**Exercise description**: Count the lines in the data below that contain the word "white". Reply with only that number.

Location identification data:
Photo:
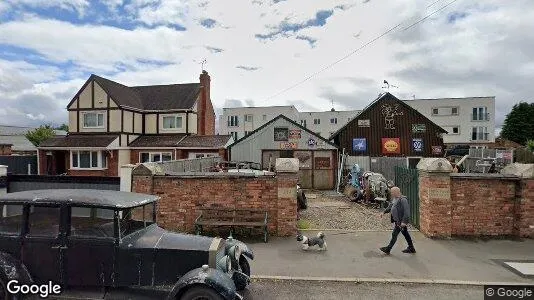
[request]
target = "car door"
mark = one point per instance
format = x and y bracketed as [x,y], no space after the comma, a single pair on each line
[90,253]
[43,243]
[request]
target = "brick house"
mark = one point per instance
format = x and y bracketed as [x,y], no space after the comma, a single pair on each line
[111,125]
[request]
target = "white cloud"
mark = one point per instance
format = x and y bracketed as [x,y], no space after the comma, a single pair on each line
[488,52]
[73,5]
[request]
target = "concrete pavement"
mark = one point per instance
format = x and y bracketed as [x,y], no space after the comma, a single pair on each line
[355,255]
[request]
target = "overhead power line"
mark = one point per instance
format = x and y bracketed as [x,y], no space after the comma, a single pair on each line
[365,45]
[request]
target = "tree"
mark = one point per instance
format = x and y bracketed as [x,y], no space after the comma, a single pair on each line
[38,135]
[63,127]
[519,123]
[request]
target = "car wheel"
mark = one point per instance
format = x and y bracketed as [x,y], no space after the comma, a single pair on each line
[201,293]
[244,265]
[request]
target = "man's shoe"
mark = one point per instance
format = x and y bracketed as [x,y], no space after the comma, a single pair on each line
[385,250]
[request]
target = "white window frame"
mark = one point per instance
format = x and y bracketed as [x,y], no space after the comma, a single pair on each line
[101,160]
[480,131]
[234,135]
[151,155]
[233,121]
[176,117]
[97,114]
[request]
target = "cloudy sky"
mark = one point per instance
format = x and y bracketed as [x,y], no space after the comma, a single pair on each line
[257,48]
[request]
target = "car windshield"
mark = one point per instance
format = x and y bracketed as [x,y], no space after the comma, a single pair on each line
[135,219]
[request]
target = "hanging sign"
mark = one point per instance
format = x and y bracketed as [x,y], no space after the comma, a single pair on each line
[417,145]
[288,145]
[359,145]
[418,128]
[364,123]
[390,145]
[436,149]
[294,134]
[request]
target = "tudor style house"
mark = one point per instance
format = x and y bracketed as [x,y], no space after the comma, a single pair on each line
[111,125]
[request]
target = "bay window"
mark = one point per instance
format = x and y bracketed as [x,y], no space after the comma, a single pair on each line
[81,159]
[93,120]
[154,156]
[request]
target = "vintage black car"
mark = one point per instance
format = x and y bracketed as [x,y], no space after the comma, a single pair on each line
[108,240]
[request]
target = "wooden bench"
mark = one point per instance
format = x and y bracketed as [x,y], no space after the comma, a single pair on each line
[233,217]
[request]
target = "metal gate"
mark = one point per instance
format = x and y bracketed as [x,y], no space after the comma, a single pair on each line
[408,181]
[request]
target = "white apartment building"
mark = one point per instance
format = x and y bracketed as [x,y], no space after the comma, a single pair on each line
[325,123]
[239,121]
[469,120]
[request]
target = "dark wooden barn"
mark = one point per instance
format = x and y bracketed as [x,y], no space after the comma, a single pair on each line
[389,127]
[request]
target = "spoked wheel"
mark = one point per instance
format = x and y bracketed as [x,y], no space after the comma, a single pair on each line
[200,293]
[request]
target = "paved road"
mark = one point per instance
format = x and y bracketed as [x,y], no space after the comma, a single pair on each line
[295,290]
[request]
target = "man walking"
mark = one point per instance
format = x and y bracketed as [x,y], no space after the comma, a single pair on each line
[400,216]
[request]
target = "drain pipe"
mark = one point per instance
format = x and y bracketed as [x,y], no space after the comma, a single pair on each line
[340,171]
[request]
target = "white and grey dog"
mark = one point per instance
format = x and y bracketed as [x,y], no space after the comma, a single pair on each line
[308,242]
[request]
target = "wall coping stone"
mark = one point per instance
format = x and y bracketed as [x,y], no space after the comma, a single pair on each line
[434,165]
[214,175]
[482,176]
[520,170]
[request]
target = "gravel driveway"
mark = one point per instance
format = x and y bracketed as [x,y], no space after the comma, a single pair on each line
[328,210]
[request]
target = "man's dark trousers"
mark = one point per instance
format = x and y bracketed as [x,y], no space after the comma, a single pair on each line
[395,234]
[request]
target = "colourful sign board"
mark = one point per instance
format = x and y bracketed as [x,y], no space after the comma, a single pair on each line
[437,150]
[417,145]
[391,145]
[295,134]
[359,145]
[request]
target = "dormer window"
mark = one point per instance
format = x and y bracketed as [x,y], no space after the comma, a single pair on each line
[93,120]
[172,122]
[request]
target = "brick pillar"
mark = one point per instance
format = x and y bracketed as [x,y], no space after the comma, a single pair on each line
[3,179]
[126,178]
[435,205]
[287,177]
[525,195]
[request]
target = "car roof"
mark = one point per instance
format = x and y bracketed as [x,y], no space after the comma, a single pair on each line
[80,197]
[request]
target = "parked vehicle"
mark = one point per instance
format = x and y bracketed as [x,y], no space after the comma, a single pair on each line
[109,239]
[458,150]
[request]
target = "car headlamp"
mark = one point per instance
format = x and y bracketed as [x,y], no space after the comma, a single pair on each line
[224,264]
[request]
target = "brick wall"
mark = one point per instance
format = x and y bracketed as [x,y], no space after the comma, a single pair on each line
[5,149]
[182,198]
[483,206]
[435,217]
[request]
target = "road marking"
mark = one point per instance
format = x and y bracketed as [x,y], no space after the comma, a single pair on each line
[387,280]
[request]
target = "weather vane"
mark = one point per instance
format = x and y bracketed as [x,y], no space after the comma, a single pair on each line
[388,85]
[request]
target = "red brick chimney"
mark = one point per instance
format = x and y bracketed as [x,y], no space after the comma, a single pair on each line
[206,113]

**Exercise result**: 4